Print each of the records below, leaving every word as it is.

Dataset entries:
= = = =

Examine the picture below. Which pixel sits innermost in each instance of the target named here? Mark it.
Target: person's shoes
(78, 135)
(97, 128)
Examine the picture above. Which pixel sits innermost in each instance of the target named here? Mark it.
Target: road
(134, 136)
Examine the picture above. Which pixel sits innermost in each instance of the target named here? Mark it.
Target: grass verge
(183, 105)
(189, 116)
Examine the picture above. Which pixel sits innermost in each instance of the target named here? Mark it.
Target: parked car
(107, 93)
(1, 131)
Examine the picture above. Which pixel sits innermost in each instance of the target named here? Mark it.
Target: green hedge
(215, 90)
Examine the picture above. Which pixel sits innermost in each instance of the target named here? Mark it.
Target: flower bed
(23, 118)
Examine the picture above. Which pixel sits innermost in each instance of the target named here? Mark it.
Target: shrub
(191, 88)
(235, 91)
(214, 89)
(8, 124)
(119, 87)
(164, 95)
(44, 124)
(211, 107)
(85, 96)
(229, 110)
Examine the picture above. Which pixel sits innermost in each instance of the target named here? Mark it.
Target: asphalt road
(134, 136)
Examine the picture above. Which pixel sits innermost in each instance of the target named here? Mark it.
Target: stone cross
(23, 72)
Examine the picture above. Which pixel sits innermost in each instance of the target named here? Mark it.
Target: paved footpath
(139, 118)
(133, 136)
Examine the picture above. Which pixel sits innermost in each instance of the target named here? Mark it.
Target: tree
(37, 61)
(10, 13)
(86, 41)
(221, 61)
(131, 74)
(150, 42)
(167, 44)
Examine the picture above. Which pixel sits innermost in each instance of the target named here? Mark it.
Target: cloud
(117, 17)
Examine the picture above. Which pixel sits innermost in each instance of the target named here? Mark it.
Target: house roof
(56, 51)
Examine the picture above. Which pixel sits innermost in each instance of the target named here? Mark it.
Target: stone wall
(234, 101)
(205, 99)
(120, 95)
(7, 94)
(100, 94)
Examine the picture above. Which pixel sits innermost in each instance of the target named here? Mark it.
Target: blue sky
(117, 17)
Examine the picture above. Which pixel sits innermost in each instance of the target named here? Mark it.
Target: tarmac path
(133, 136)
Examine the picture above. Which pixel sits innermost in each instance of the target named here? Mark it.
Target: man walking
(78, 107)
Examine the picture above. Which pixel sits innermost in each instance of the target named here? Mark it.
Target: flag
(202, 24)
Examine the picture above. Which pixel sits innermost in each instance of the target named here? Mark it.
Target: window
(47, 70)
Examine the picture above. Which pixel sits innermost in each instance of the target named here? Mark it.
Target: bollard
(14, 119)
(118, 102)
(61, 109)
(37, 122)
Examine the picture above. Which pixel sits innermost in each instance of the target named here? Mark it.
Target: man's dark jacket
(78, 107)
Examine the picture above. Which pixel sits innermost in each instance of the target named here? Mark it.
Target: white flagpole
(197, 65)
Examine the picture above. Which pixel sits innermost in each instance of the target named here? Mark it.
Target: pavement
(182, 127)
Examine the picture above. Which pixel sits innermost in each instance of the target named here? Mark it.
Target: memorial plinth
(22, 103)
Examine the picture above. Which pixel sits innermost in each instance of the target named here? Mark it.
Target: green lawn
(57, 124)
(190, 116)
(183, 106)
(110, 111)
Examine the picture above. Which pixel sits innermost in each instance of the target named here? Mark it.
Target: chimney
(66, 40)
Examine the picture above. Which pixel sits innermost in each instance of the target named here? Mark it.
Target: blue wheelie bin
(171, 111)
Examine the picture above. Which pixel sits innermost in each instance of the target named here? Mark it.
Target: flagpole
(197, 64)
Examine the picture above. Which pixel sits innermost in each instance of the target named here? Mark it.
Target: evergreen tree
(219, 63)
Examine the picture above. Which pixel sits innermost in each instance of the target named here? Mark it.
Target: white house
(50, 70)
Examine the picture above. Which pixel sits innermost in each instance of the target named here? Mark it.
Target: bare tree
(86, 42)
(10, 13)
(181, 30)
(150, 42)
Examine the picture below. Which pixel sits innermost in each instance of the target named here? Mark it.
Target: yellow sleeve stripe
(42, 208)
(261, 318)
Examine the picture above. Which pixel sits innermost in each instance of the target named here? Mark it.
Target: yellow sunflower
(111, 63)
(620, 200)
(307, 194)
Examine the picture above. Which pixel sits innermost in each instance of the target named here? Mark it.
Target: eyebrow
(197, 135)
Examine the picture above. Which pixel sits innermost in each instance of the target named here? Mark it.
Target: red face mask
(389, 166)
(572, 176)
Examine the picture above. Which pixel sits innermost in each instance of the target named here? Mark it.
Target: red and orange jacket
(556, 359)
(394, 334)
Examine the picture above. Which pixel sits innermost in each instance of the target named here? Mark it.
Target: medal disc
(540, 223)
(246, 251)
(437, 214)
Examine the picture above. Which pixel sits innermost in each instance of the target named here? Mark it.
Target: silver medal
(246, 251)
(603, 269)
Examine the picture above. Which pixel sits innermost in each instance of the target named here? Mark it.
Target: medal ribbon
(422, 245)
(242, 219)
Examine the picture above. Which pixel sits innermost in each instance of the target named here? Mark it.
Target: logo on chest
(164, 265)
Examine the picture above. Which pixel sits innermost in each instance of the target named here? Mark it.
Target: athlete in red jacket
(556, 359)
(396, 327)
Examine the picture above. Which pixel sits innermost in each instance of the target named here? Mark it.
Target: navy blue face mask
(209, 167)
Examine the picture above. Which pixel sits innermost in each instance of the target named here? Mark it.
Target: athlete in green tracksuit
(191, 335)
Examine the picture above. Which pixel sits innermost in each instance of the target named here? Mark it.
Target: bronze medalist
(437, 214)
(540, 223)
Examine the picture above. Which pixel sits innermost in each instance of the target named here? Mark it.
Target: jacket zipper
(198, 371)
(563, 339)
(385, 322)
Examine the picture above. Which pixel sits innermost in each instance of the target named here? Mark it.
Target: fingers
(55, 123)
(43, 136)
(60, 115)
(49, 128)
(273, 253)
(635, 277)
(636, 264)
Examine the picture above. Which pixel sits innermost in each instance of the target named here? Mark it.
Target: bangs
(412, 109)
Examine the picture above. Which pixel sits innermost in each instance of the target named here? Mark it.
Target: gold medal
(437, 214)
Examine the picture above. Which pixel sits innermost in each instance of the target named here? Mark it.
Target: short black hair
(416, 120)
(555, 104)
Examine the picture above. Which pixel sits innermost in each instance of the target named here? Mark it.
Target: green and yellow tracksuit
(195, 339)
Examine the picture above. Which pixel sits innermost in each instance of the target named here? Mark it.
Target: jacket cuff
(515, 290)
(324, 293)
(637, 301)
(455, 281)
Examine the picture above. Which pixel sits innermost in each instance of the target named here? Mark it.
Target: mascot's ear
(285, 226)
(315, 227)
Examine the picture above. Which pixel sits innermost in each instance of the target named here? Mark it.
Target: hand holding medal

= = = =

> **ANSWER BELOW**:
Examine the picture below. Which pixel sits innermost in each instance of the target named here? Mark it.
Target: person's shoes
(78, 135)
(97, 128)
Examine the picture above. Which pixel sits innermost in each instance of the target named here? Mark it.
Target: road
(134, 136)
Examine the picture above. Which pixel sits innermost in each instance of the target named here? Mark it.
Target: grass verge
(183, 105)
(189, 116)
Examine the picture above. Which pixel sits innermost in each instance of the target named here? Mark it.
Target: parked car
(107, 93)
(1, 131)
Examine the picture above. Which pixel sits innermost in each instance of the target named here? Mark it.
Target: green hedge
(215, 90)
Examine the picture above. Which pixel sits innermost in each instance of the target named here? Mark it.
Target: flower bed
(23, 118)
Examine the picture above. Which pixel sits innermost in each instance of the target named here? Mark it.
Target: shrub
(191, 88)
(235, 91)
(214, 89)
(8, 124)
(119, 87)
(164, 95)
(44, 124)
(211, 107)
(85, 96)
(229, 110)
Examine the picture above. Which pixel sits innermost in each instance of the target named here? Mark it.
Target: asphalt road
(134, 136)
Examine the picture above. Which pixel sits innermost in each instance of the target named here? Mark it.
Target: stone cross
(23, 72)
Examine the picture above. Which pixel sits innermost in each instance of the target named here? Mark it.
Target: paved footpath
(139, 118)
(133, 136)
Examine the picture above. Which pixel sits innermost in each instance of the target named here? Mark it.
Target: tree
(37, 61)
(10, 13)
(86, 41)
(221, 61)
(131, 74)
(150, 42)
(167, 44)
Examine the picture above. Which pixel sits innermost in each instance of the target named here? Mark it.
Target: cloud
(117, 17)
Examine the picture above. Which pixel sits innermost in each instance of the target named here? Mark it.
Target: house roof
(56, 51)
Examine the picture above. Which pixel sits innermost in each instance of the target named here? Mark it.
Target: stone wall
(234, 101)
(205, 99)
(120, 95)
(7, 94)
(100, 94)
Examine the picture above. Which pixel sits innermost in each instance of the target named here? Mark it.
Target: blue sky
(117, 17)
Examine the picture above. Which pixel sits innermost in each instance of the target named here? Mark it.
Target: tarmac path
(133, 136)
Examine the picture above. Which pixel sits innermost in each instance of the target named here? Mark it.
Target: man walking
(78, 107)
Examine the picture above. Which pixel sits innermost in each instance of the target named here? Mark it.
Target: flag
(202, 24)
Examine the picture above. Which pixel sits innermost in each instance of the target named here? Mark it.
Target: window
(47, 70)
Examine the picture above. Which pixel sits innermost in each instance of the target named here? Mark it.
Target: bollard
(14, 119)
(118, 102)
(61, 109)
(37, 122)
Examine the picture above. Which pixel sits innermost in each instance of the target named here? Mark it.
Target: man's dark jacket
(78, 107)
Examine the picture above. Which pixel sits innermost in each instance of the target named here? Mark it.
Target: white flagpole
(197, 65)
Examine the picture above. Which pixel sits innermost in each instance of the target named here? Mark it.
Target: pavement
(182, 127)
Examine the picture above. Which pixel sits innermost in each instance of the target named here? Mark it.
Target: memorial plinth
(22, 103)
Examine the picture above. Which pixel sits innermost in each instance of the target named here? Mark it.
Target: green lawn
(57, 124)
(190, 116)
(183, 106)
(110, 111)
Examine the picture above. Which pixel sits innermost in each instance of the target named here? Mark it.
Target: chimney
(66, 40)
Examine the picture above. Which pixel sits innermost in each instance of the target named here? Mark it.
Target: blue wheelie bin
(171, 111)
Examine the picture above. Which pixel sits innermost in each instance of the target named here? Mark it.
Target: flagpole
(197, 64)
Examine the picture above. Which pixel sits innermost in each instance of the target named here? Mark it.
Target: evergreen tree
(219, 63)
Examine the picture above. Which pixel sits innermost in each instance of the target named here? Mark it.
Target: white house
(50, 70)
Examine the picture above. Which pixel sits innermost in each instance of the target named here? Mark it.
Target: bare tree
(86, 42)
(10, 13)
(181, 30)
(150, 42)
Examine the picture below. Which pixel sits innermost in each instance of the target named here? Mark it.
Target: yellow sleeve stripe
(42, 208)
(261, 318)
Examine the picture above. Which pixel sits innermost in each instance of the target named here? Mark it.
Target: yellow sunflower
(111, 63)
(620, 200)
(307, 194)
Examine the picture above. Which pixel sits innermost in each instance of the target named here? Mark it.
Target: eyebrow
(197, 135)
Examine the picture above. Which pixel sits innermost in each instance of the target named here? Mark it.
Target: red face mask
(389, 166)
(572, 176)
Examine the picture above. Which pixel sits innermost in each instance of the target named here? Mark it.
Target: red and orange jacket
(556, 359)
(394, 334)
Examine the picture above. Which pixel sits innermost in each instance of the target named here? Mark it.
Target: medal disc
(540, 223)
(246, 251)
(437, 214)
Examine the picture above. Which pixel sits innermost in each instance of the target named here? Mark it.
Target: silver medal
(246, 251)
(603, 269)
Examine the picture above. Which pixel sits innermost in each instance of the target named here? Mark it.
Target: medal ribbon
(422, 245)
(242, 219)
Examine the picture above. Which pixel sits innermost in each instance of the target named here? Mark it.
Target: logo on chest
(164, 265)
Examine the picture above. Which pixel sits innermost in each instance of the target named here? Mark it.
Target: athlete in red jacket
(556, 359)
(396, 327)
Examine the picture above. Which pixel sits innermost in each instance of the target named here? Mark it.
Target: navy blue face mask
(209, 167)
Examine the picture above. Which pixel sits innermost in each instance of the target named here? Mark it.
Target: athlete in green tracksuit
(191, 335)
Examine the picture above. Which pixel sits innermost in each instance of the target named here? Mark it.
Target: bronze medalist
(437, 214)
(540, 223)
Examine the picture above. Which pixel sits innermost in each instance of the target named here? Mark it.
Target: jacket zipper
(198, 371)
(563, 339)
(385, 322)
Examine the picture above. Which pixel sits innermost in each instance of the target named here? Mark it.
Target: fingers
(55, 123)
(43, 136)
(60, 115)
(49, 128)
(273, 253)
(635, 277)
(636, 264)
Examine the picture above. Which pixel sits innermost in each instance of the target named here? Mark it.
Target: bangs
(412, 109)
Examine the picture above. Which pixel sits innermost in each instance of the target named here? Mark it.
Target: gold medal
(437, 214)
Examine the picture above. Which pixel sits innermost in each instance of the target named here? Mark it.
Target: short black hair
(416, 120)
(555, 104)
Examine the picture above. Which pixel sits innermost in each instance of the target named here? Mark it.
Target: green and yellow tracksuit
(195, 339)
Examine the picture above. Which pixel sits innermost in each instance of the target named here? Mark it.
Target: jacket cuff
(515, 290)
(324, 293)
(637, 301)
(455, 281)
Examine the picture above. Which pixel sits innermost in each instance of the target named here? Mark it.
Target: mascot's ear
(285, 226)
(315, 227)
Examine the picture above. Which pixel sits innermost in each instance of the target named here? Mark it.
Target: hand holding medal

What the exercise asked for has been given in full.